### Document passage
But here are the caveats. RCTs are expensive. Drug industries go through a series of such RCTs to license the use of a drug for a specific indication. Most drugs fail in the process but not before costing the pharmaceutical industry billions of pounds and the rare ones which are ready for the market are priced beyond reason. One year’s worth of Herceptin – a drug for breast cancer – costs the NHS more than £20,000 per person! Further, the trials run for a short period of time and may fail to capture all kinds of adverse effects. For some drugs of questionable efficacy, you wouldn’t even get the ethical clearance to test in populations who may need it the most such as pregnant women.
However, there is a potential solution and it has become the crux of recent research. At the start of conception, when the sperm fuses with the egg to start the process of creating a new life – part of the process distributes future traits (like genes for high or low CRP levels) of the potential person completely at random. So, at the population level, you would expect some to have genetically high, normal and low CRP levels – again, completely at random. Nature, it appears, has done the hard job of random allocation for us; some go as far to call this nature’s own RCT!
It is now possible to use these genes as instruments to mimic effects of a drug (e.g., lowering CRP). How? We can compare individuals, genetically predisposed (and hence, lifelong) to produce lower CRP concentrations, to their peers producing elevated levels of CRP and see if it really makes a difference, i.e., whether the incidence of stroke, for example, is significantly higher in those with genetically higher CRP levels than those with normal or low CRP levels.
My research uses this approach to answer whether drugs reducing levels of inflammatory chemicals (like CRP) are really worth the money and time of the pharmaceutical industry. In addition to prioritising drug targets, this approach – dubbed Mendelian randomisation – assesses the lifetime impact (as opposed to the short RCT runs) of higher or lower levels of a biomarker (provided we know the genes encoding it) on heart disease, stroke, diabetes and cancer. This approach can also yield better insight into the potential adverse effects of drugs and who are likely to have them based on individual genetic make-up. In the long run, it can help us steer clear through the noise, make the right choices and potentially save millions of lives (and billions in taxpayer money)!
 Emerging Risk Factors C, Kaptoge S, Di Angelantonio E, Lowe G, Pepys MB, Thompson SG, et al, ‘C-Reactive Protein Concentration and Risk of Coronary Heart Disease, Stroke, and Mortality: an Individual Participant Meta-Analysis’, Lancet, 2010; 375(9709):132-40.
 Thanassoulis G, O’Donnell CJ, ‘Mendelian Randomization: Nature’s Randomized Trial in the Post-Genome Era’, JAMA, 2009; 301(22): 2386-8.

### Task 1
According to the passage on drug trials and genetics, how much does one year of Herceptin cost the NHS per person?
### Task 2
Copy the passage on drug trials and genetics from "My research uses" up to and including "in taxpayer money)!", substituting "molecule" for "biomarker".
Rely only on the passage on drug trials and genetics.

### Collected data
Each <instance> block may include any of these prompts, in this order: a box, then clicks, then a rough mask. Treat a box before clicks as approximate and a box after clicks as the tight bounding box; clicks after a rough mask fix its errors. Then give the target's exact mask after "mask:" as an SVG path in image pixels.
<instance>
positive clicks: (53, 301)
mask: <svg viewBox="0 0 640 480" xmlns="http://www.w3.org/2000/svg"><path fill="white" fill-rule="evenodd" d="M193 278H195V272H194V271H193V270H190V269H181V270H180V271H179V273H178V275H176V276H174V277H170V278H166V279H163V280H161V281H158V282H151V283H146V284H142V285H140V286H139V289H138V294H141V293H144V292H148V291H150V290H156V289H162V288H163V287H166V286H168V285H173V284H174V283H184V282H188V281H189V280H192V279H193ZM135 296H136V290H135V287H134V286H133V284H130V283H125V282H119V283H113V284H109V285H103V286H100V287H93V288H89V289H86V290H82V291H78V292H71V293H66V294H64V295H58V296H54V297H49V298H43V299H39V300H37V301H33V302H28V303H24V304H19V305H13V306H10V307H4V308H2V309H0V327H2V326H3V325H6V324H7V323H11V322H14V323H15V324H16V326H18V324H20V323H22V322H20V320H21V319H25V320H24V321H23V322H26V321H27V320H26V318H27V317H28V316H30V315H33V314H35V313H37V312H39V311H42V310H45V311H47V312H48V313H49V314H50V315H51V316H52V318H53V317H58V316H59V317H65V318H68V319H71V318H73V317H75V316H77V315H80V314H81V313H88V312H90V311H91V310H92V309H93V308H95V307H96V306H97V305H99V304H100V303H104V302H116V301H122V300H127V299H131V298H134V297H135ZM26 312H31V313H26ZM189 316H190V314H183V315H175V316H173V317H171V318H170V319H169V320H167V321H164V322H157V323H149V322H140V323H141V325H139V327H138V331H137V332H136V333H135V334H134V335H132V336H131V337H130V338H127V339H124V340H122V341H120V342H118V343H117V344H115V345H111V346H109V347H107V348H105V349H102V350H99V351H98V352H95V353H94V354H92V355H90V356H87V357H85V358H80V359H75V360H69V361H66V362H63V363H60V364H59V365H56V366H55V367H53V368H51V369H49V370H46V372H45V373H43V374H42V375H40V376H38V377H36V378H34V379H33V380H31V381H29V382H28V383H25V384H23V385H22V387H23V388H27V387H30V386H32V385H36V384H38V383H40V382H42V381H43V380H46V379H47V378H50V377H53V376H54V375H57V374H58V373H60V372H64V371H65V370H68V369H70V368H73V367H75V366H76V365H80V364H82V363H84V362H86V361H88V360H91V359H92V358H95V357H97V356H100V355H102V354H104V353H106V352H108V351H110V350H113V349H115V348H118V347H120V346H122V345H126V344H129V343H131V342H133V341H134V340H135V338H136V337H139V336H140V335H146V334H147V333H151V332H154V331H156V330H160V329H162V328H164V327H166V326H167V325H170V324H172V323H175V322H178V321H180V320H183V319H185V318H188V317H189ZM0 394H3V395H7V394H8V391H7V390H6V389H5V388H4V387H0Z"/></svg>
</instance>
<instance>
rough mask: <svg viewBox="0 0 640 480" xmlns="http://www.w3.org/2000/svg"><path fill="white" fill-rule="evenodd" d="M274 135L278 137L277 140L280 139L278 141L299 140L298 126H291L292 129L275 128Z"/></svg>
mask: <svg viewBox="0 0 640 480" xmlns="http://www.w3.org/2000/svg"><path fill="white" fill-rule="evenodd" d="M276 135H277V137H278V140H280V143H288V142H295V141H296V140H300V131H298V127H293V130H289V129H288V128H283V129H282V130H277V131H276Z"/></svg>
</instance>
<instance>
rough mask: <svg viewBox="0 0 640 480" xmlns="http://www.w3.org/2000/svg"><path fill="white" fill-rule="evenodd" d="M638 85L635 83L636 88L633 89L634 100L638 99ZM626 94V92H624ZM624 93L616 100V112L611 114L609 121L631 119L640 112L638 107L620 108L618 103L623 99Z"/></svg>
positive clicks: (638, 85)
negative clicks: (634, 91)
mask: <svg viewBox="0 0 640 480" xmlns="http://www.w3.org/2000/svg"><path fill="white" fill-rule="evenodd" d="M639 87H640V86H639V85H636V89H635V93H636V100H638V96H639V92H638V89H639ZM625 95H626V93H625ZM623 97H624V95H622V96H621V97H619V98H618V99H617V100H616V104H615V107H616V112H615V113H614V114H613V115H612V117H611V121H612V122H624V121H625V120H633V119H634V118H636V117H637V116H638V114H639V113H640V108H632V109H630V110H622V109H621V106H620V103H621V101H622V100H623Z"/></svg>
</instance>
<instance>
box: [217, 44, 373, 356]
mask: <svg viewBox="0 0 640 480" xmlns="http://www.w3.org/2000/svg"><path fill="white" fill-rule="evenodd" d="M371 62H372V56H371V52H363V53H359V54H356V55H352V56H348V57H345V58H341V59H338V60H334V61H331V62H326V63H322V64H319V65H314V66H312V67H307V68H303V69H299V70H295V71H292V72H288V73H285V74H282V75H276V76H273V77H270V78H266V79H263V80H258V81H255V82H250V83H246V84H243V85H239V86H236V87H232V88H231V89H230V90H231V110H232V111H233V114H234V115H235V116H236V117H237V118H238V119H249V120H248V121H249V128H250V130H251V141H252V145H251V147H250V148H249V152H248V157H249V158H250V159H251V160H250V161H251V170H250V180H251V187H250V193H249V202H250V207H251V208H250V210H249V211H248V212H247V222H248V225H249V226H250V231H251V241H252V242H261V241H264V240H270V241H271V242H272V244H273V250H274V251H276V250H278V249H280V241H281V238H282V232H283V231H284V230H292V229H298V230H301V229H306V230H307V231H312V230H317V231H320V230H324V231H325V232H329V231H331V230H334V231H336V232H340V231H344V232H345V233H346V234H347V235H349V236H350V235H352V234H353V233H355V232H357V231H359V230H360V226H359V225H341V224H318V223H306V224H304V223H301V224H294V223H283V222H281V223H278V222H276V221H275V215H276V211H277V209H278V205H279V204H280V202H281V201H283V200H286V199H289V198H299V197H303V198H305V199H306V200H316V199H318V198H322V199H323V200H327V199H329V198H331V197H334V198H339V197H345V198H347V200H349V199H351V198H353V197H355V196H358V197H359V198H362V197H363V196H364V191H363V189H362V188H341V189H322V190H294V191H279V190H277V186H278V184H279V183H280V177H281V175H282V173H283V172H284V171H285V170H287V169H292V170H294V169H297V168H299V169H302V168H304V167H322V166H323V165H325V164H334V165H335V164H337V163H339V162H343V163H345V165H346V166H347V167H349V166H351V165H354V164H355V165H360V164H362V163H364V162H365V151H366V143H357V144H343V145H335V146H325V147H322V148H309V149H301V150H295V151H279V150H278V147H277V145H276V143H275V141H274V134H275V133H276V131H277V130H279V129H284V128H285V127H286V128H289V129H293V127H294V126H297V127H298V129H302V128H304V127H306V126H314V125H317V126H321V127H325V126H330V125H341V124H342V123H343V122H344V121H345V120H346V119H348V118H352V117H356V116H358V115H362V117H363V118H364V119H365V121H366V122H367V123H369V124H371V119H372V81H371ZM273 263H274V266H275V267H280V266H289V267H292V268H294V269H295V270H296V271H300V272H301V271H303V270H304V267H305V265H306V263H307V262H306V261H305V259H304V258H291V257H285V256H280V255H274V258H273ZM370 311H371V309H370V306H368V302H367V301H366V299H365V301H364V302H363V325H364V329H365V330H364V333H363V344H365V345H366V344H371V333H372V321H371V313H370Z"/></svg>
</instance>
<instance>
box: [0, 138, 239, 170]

### Expected answer 1
More than £20,000 per person.

### Expected answer 2
My research uses this approach to answer whether drugs reducing levels of inflammatory chemicals (like CRP) are really worth the money and time of the pharmaceutical industry. In addition to prioritising drug targets, this approach – dubbed Mendelian randomisation – assesses the lifetime impact (as opposed to the short RCT runs) of higher or lower levels of a molecule (provided we know the genes encoding it) on heart disease, stroke, diabetes and cancer. This approach can also yield better insight into the potential adverse effects of drugs and who are likely to have them based on individual genetic make-up. In the long run, it can help us steer clear through the noise, make the right choices and potentially save millions of lives (and billions in taxpayer money)!